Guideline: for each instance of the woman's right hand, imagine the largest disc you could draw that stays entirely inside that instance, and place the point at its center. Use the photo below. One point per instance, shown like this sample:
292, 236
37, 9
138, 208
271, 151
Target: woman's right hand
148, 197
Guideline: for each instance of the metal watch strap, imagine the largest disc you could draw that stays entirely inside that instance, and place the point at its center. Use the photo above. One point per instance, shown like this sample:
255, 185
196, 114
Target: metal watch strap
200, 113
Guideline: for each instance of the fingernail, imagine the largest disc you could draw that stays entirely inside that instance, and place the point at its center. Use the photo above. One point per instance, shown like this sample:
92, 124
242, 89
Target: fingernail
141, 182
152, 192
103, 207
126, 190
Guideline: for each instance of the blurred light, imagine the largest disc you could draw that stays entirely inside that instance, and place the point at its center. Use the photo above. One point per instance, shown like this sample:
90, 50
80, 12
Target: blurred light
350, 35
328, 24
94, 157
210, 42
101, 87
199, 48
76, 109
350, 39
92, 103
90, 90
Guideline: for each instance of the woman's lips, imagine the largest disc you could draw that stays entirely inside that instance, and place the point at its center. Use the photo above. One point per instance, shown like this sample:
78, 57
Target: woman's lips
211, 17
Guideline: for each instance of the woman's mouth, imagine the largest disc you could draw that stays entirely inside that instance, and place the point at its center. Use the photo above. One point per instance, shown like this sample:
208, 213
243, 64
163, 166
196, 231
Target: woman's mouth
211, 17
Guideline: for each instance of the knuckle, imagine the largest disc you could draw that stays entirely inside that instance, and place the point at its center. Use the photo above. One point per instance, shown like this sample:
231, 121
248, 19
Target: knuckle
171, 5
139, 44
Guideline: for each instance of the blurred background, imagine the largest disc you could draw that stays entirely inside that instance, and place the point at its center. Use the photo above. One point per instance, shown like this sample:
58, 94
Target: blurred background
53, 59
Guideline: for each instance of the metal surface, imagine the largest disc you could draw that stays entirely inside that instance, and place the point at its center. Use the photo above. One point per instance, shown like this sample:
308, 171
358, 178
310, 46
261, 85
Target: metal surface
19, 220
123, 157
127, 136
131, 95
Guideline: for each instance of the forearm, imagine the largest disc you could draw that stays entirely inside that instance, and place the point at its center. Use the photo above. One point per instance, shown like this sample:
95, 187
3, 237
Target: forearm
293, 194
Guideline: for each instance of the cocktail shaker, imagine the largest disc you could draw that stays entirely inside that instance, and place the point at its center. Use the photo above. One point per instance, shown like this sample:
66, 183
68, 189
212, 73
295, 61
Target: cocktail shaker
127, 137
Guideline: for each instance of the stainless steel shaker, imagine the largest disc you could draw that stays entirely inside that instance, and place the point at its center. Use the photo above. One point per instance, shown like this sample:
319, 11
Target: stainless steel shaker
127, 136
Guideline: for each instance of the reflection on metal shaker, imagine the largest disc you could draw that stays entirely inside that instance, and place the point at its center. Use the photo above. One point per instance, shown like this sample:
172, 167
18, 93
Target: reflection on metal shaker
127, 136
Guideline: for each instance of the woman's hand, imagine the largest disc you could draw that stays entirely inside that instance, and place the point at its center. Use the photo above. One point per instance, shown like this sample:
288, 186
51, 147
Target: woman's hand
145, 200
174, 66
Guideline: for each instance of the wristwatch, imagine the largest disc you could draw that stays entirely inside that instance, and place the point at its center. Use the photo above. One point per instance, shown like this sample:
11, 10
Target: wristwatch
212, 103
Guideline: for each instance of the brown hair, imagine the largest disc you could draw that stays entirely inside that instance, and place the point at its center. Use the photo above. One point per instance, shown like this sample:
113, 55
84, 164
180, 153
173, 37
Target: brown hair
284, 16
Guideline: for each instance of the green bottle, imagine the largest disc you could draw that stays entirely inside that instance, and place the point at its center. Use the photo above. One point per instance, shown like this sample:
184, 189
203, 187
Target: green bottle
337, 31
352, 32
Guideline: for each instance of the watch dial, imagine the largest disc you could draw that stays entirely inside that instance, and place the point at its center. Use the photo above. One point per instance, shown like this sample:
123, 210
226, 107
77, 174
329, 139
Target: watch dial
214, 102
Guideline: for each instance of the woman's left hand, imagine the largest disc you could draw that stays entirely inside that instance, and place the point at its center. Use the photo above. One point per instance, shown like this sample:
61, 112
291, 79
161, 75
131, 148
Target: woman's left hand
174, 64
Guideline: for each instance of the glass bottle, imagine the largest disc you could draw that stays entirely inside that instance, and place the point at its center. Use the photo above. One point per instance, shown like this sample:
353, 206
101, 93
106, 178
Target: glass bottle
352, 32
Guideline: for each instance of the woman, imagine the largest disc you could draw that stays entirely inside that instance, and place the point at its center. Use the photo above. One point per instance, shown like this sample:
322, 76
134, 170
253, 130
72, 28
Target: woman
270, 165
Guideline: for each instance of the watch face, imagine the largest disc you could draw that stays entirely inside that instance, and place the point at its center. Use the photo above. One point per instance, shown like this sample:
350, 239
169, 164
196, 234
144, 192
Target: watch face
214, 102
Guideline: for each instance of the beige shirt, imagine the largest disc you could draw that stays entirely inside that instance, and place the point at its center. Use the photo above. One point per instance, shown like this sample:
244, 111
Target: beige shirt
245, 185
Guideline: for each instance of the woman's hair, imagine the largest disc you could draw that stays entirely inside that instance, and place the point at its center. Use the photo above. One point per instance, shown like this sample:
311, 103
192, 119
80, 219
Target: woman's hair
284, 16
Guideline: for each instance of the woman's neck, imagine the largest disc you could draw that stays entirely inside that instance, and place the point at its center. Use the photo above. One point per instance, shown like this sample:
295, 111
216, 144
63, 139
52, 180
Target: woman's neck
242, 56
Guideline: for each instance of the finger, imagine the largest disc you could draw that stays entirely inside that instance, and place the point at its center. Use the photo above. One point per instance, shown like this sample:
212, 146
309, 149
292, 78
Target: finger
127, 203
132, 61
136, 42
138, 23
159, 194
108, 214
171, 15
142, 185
...
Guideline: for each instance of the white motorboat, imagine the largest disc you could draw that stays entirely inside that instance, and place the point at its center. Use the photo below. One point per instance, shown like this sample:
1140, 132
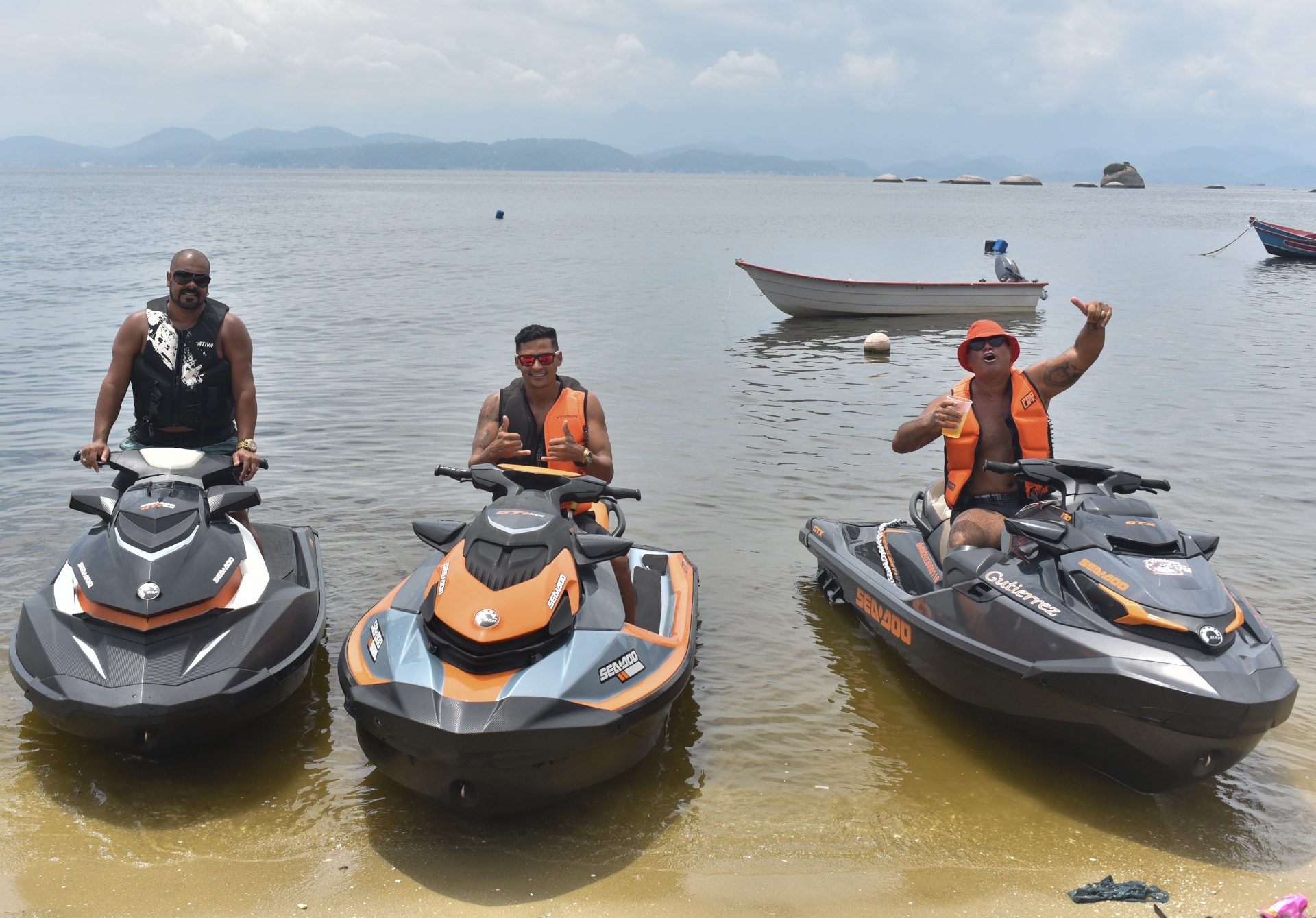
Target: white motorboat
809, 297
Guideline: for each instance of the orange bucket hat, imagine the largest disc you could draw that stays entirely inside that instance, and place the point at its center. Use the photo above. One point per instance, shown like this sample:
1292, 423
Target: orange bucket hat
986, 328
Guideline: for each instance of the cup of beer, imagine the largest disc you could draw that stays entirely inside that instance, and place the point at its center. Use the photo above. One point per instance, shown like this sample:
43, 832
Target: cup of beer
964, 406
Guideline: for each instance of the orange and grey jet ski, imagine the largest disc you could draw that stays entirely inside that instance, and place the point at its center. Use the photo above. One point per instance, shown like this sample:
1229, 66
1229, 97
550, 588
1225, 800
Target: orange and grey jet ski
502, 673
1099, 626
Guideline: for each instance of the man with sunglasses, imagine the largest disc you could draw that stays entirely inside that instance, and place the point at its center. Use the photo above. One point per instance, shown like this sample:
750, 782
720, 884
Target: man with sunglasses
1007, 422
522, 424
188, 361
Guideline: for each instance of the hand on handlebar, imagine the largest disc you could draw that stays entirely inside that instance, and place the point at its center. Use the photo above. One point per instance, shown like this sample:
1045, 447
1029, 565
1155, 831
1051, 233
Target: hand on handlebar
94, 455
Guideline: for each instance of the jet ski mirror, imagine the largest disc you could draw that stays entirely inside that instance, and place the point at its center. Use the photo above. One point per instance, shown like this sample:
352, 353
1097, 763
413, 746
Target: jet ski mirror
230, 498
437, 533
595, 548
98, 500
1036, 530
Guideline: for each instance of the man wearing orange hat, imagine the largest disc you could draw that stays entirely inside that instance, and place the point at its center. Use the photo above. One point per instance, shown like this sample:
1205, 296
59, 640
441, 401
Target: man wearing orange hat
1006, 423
---
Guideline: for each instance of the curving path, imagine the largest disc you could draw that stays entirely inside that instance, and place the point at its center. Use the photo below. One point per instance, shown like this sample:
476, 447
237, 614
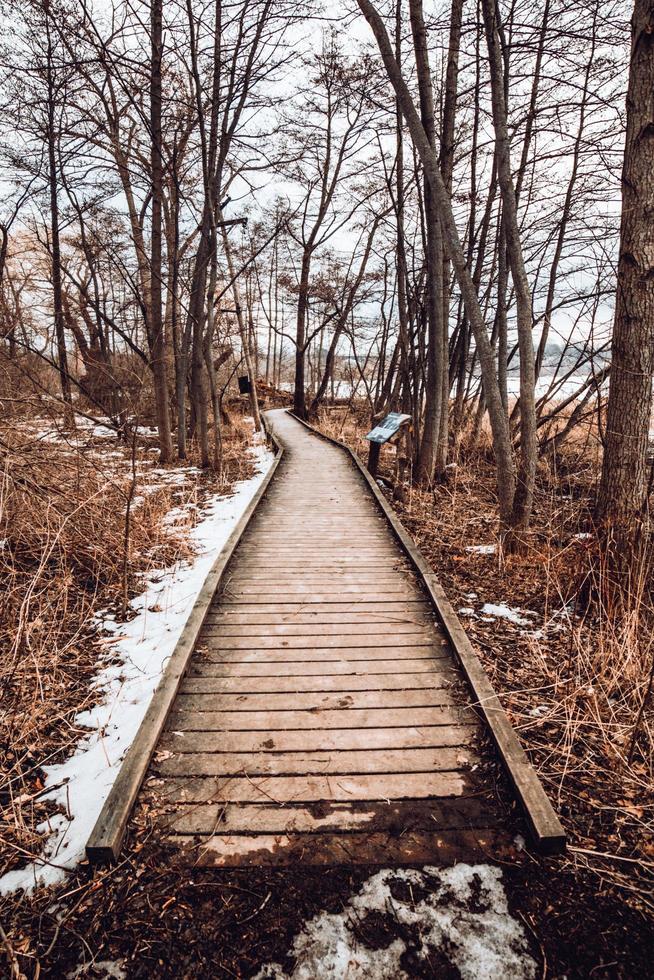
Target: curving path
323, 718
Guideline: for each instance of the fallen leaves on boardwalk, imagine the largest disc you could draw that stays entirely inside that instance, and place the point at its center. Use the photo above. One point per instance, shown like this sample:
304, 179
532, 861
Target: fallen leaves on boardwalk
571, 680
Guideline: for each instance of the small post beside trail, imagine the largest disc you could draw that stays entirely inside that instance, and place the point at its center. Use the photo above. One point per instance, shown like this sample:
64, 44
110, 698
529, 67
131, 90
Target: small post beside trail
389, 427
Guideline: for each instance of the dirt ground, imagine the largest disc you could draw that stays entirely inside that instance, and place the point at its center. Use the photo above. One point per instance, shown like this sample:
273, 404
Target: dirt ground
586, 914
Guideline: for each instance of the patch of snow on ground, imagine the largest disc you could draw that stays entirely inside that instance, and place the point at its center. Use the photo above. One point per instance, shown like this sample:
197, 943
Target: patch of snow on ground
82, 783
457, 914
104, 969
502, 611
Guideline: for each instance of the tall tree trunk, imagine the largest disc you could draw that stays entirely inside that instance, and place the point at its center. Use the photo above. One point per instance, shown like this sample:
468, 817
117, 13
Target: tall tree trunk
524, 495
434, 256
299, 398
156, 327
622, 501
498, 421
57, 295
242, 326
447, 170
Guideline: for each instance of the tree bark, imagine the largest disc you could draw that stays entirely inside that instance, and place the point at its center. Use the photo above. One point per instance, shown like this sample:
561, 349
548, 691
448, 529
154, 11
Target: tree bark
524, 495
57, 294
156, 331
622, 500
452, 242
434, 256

» The task:
Please gather every row above that contains the word "bottle", treating uppercase and lowercase letters as different. Copy each matching row in full.

» Correct result:
Guideline: for each instance of the green bottle, imagine the largest disc you could draw that stays entirely inside that instance, and place the point at its center. Use the photo above. One point per instance, shown like this sample:
Target: green bottle
Guideline: for each instance of the glass bottle, imagine the largest disc you could draw that stays entirely inside that instance, and place the point at its center. Use the photo above. One point per instance, shown like this sample:
Target: glass bottle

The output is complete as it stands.